[Stored dataset items]
----------------------------------------

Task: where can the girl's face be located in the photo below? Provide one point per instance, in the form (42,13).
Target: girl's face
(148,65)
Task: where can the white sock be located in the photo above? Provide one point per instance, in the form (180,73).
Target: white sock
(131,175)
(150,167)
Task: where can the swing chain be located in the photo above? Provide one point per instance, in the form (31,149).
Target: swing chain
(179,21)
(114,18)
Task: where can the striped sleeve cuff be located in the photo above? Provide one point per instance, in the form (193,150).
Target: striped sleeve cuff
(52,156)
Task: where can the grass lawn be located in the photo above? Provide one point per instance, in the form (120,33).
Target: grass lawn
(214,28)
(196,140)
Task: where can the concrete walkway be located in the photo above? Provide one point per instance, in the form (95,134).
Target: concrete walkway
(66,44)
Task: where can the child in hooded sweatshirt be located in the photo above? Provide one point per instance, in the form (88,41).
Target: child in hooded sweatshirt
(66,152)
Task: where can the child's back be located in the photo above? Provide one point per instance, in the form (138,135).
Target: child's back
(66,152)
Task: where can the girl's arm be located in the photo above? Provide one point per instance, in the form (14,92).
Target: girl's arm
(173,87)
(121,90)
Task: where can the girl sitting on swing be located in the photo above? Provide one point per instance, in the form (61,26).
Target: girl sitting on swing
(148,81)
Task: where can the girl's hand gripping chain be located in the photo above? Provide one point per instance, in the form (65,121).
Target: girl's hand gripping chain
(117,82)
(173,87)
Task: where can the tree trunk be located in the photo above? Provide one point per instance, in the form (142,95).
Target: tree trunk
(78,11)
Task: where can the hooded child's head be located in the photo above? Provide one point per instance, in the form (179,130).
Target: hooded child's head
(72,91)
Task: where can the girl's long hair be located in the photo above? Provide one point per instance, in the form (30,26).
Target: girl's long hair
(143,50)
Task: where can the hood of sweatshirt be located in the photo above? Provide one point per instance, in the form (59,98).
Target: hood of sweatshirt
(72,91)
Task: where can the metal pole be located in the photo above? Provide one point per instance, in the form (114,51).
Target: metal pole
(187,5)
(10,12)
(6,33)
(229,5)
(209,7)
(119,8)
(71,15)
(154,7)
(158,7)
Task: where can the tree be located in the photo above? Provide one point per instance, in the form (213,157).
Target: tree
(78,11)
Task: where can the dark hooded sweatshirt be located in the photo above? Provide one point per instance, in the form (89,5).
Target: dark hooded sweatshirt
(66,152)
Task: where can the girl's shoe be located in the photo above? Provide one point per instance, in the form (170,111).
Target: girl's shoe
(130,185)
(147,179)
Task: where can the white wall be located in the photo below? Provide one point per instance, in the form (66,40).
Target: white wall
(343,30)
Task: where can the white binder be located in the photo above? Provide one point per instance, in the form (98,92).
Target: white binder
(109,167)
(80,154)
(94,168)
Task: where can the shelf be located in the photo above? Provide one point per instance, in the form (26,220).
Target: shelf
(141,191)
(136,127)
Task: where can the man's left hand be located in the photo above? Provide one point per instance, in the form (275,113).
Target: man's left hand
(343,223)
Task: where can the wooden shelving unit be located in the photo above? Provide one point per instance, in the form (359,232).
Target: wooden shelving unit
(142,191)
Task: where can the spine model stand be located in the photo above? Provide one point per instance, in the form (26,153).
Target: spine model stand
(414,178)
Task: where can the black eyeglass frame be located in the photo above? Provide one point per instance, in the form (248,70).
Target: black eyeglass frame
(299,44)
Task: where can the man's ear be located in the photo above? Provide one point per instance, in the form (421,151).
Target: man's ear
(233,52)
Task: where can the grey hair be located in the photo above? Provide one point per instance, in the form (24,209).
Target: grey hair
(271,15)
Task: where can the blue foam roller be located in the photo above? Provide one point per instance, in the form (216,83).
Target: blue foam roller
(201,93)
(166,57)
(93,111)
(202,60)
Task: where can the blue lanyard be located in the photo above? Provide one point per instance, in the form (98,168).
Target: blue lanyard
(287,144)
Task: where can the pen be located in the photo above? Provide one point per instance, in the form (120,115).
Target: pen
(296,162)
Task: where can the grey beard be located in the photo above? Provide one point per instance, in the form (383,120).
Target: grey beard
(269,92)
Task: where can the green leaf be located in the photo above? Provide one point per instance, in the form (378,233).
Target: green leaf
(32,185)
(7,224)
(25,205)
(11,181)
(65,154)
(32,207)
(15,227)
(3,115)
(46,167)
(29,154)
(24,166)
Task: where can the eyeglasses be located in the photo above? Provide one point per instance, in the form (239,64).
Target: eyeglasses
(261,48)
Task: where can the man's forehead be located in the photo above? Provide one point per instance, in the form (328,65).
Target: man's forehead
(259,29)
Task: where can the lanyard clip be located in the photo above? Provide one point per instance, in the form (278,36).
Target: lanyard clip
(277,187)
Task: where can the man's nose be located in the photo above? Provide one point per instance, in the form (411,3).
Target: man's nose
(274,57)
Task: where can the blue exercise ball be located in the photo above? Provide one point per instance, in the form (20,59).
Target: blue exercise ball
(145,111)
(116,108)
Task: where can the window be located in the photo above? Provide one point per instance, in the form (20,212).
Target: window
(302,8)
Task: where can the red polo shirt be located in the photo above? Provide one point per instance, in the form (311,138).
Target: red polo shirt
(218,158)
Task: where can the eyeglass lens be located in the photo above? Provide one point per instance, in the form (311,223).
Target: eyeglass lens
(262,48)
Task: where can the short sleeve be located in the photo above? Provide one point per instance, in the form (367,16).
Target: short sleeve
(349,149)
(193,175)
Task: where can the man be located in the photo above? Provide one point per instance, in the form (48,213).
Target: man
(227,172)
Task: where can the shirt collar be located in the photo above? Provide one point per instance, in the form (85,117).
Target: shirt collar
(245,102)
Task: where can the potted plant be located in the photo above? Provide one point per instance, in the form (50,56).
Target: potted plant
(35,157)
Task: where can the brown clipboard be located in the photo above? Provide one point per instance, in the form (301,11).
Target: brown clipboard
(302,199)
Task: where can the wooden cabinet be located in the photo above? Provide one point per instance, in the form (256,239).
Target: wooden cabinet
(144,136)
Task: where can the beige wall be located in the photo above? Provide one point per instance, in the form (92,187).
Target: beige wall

----------------------------------------

§ **Problem to work on**
Copy exactly, and only, the lines from the one containing "Task: where can the eyeglass lens" through the last line of the listing.

§ **Answer to this problem**
Task: where can the eyeglass lens be located in the photo above? Provide one point per instance, in the form (311,223).
Target: eyeglass lens
(262,48)
Task: where can the short sleeve be located in the photo above? Provide one point per instance, in the form (367,16).
Target: short sleeve
(349,149)
(193,175)
Task: where can the man be located in the photo above? Provide one point per instance, in the form (48,213).
Target: man
(227,172)
Task: where can the shirt collar be located in the photo above? Provide one point per instance, in the form (85,117).
Target: shirt collar
(245,102)
Task: where can the potted plant be located in the photo above? Provide one point per instance, in the form (50,56).
Target: potted plant
(35,157)
Task: where can the brown clipboard be located in the photo above? Provide one point per instance, in the form (301,11).
Target: brown clipboard
(302,199)
Task: where can the wooden cabinet be located in the photo above? Provide one point per instance, in the form (256,239).
Target: wooden cabinet
(144,136)
Task: where can the beige wall be located in the photo above? Provide one point per instance, in the form (92,187).
Target: beige wall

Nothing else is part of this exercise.